• **Excerpt to read**
⁂
Affordability and an Abundance Agenda for US Health Care

Photo by Hush Naidoo Jade Photography
One of the things that should bother economists more than it seems to is the loud chorus of complaints about affordability. Since wage growth has consistently outpaced inflation for the last several years, especially for the lowest paid workers under Biden, it seemed things should be getting more affordable, not less.
I have seen the rejoinder that people are not paying attention to rising prices, the rate of inflation, they are upset that prices are high. This argument does not seem very convincing. In the 1980s, when inflation slowed from close to 10% at the start of the decade, to 3-4 percent in the middle of the decade, most people seemed pretty happy that inflation was back at a manageable level.
I don’t recall any accounts of anger because prices were still high. It seemed no one expected prices to fall back to their early 1970s levels, before inflation took off. To be clear, there surely were people who wanted to see prices fall back 30-40%, but these people and their unrealistic hopes were not highlighted in the media. Instead, the story was that inflation was down and things were good.
⁂
• **Material shown**
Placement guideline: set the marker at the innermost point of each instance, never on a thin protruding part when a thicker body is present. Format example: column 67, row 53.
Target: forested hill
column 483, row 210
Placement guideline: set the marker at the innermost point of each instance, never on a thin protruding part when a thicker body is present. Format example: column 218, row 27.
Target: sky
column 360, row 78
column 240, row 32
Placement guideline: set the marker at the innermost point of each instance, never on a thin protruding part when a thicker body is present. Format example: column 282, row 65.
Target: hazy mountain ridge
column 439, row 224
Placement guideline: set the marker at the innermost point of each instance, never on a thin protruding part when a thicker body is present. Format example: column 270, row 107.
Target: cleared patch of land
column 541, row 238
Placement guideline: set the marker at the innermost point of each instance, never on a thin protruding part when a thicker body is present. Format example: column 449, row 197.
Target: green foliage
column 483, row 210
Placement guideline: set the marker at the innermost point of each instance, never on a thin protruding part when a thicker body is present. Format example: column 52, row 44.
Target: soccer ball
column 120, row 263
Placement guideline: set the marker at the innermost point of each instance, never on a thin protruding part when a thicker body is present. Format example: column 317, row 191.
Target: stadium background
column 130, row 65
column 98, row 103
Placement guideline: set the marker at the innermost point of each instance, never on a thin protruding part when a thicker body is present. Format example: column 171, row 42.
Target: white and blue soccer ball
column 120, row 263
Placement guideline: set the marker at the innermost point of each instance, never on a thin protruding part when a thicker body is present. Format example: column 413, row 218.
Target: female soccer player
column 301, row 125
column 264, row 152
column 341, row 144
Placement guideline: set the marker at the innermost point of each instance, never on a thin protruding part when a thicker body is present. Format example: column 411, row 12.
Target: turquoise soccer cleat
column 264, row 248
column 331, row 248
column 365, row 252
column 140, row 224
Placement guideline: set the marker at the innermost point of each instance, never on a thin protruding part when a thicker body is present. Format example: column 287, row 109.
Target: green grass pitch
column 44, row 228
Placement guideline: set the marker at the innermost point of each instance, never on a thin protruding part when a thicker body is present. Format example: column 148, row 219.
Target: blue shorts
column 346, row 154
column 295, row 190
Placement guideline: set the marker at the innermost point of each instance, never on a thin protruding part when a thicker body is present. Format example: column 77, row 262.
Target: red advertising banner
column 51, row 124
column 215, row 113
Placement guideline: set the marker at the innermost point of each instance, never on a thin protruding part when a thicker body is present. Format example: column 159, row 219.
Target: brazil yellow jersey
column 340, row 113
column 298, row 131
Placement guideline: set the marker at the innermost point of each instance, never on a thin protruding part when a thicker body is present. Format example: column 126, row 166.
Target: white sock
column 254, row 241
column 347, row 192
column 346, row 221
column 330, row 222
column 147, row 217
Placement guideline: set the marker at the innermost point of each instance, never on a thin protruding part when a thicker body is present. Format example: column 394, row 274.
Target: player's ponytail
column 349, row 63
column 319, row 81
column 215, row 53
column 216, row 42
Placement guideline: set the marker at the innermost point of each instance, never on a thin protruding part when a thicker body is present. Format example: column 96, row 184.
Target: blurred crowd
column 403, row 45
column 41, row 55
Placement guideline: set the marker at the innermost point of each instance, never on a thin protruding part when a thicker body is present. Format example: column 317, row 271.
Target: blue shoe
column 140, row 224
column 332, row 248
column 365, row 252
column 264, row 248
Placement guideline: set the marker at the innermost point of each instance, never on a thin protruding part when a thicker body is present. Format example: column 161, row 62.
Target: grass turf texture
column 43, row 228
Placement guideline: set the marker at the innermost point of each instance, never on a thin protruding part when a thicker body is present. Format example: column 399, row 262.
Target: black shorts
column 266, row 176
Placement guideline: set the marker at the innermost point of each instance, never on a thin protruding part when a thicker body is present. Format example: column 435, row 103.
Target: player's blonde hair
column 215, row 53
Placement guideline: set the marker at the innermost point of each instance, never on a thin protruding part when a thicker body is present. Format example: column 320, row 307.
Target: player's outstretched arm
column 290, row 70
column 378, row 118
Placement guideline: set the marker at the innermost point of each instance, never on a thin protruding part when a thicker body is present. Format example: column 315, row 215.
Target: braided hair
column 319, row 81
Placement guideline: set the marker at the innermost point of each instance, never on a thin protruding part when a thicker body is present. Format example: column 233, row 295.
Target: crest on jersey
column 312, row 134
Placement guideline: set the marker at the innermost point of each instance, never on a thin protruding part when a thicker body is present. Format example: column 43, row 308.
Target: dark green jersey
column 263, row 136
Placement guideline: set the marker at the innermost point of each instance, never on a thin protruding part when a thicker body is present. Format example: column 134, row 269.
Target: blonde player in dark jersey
⁂
• **What needs to be done**
Write out, word for word, the part of the affordability article above starting with "I have seen" and going on through "things were good.".

• **Result**
I have seen the rejoinder that people are not paying attention to rising prices, the rate of inflation, they are upset that prices are high. This argument does not seem very convincing. In the 1980s, when inflation slowed from close to 10% at the start of the decade, to 3-4 percent in the middle of the decade, most people seemed pretty happy that inflation was back at a manageable level.
I don’t recall any accounts of anger because prices were still high. It seemed no one expected prices to fall back to their early 1970s levels, before inflation took off. To be clear, there surely were people who wanted to see prices fall back 30-40%, but these people and their unrealistic hopes were not highlighted in the media. Instead, the story was that inflation was down and things were good.